[proofplan]
Since $K$ is [compact](/page/Compact%20Space) and [metrizable](/page/Metrizable%20Space), it is second-[countable](/page/Countable%20Set), and from the countable base we extract a countable family of [continuous](/page/Continuity) functions that separates the points of $K$. We then form the algebra of all polynomials in these functions with rational coefficients — a countable set. This algebra separates points and contains the constants, so the [Stone-Weierstrass Theorem](/theorems/886) guarantees it is [dense](/page/Dense%20Subset) in $C(K; \mathbb{R})$.
[/proofplan]
[step:Construct a countable family of continuous functions separating points of $K$]
Since $K$ is [compact](/page/Compact%20Space) and metrizable, it is in particular separable (every compact [metrizable space](/page/Metrizable%20Space) has a [countable](/page/Countable%20Set) [dense subset](/page/Dense%20Subset), since one can cover $K$ by finitely many balls of radius $1/m$ for each $m \in \mathbb{N}$ and collect the centres). By the [Equivalence of Separability Conditions in Metrizable Spaces](/theorems/545), $K$ is second-countable: there exists a countable base $\mathcal{B} = \{B_1, B_2, \ldots\}$ for the [topology](/page/Topology) of $K$.
Since $K$ is compact and metrizable, it is a compact Hausdorff space. Every compact Hausdorff space is normal (disjoint [closed sets](/page/Closed%20Set) can be separated by [open sets](/page/Open%20Set)). For each pair $(i, j) \in \mathbb{N} \times \mathbb{N}$ with $\overline{B_i} \subset B_j$, apply [Urysohn's Lemma](/theorems/887) to the normal space $K$ with the disjoint closed sets $\overline{B_i}$ and $K \setminus B_j$: there exists a [continuous function](/page/Continuity%20(Real%20Analysis))
\begin{align*}
g_{ij}: K &\to [0, 1] \\
x &\mapsto \begin{cases} 0 & \text{if } x \in K \setminus B_j \\ 1 & \text{if } x \in \overline{B_i} \end{cases}
\end{align*}
with $0 \le g_{ij}(x) \le 1$ for all $x \in K$, $g_{ij}|_{\overline{B_i}} \equiv 1$, and $g_{ij}|_{K \setminus B_j} \equiv 0$.
The collection $\{g_{ij} : (i,j) \in \mathbb{N} \times \mathbb{N}, \, \overline{B_i} \subset B_j\}$ is countable (as a subset of a countable product $\mathbb{N} \times \mathbb{N}$) and separates points of $K$: given distinct $x, y \in K$, there exists $B_j \in \mathcal{B}$ with $x \in B_j$ and $y \notin B_j$. Since $K$ is regular (compact Hausdorff spaces are regular), there exists $B_i \in \mathcal{B}$ with $x \in B_i$ and $\overline{B_i} \subset B_j$. Then $g_{ij}(x) = 1$ and $g_{ij}(y) = 0$.
Enumerate this family as $\{f_1, f_2, f_3, \ldots\}$.

**Task details**. Retype the stretch of the proof from "[/proofplan]" through "[topology](/page/Topology) of $K$.". The listing after this point is separate material, unconnected to the proof.

**Information supplied**.
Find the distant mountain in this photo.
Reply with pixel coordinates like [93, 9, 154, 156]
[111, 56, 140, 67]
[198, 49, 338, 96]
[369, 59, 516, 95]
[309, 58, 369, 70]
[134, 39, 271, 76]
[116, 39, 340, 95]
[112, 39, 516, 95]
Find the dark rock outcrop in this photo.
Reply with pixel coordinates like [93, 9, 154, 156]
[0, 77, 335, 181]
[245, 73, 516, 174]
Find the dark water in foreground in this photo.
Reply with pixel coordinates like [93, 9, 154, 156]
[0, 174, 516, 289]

**In response**.
[/proofplan]
[step:Construct a countable family of continuous functions separating points of $K$]
Since $K$ is [compact](/page/Compact%20Space) and metrizable, it is in particular separable (every compact [metrizable space](/page/Metrizable%20Space) has a [countable](/page/Countable%20Set) [dense subset](/page/Dense%20Subset), since one can cover $K$ by finitely many balls of radius $1/m$ for each $m \in \mathbb{N}$ and collect the centres). By the [Equivalence of Separability Conditions in Metrizable Spaces](/theorems/545), $K$ is second-countable: there exists a countable base $\mathcal{B} = \{B_1, B_2, \ldots\}$ for the [topology](/page/Topology) of $K$.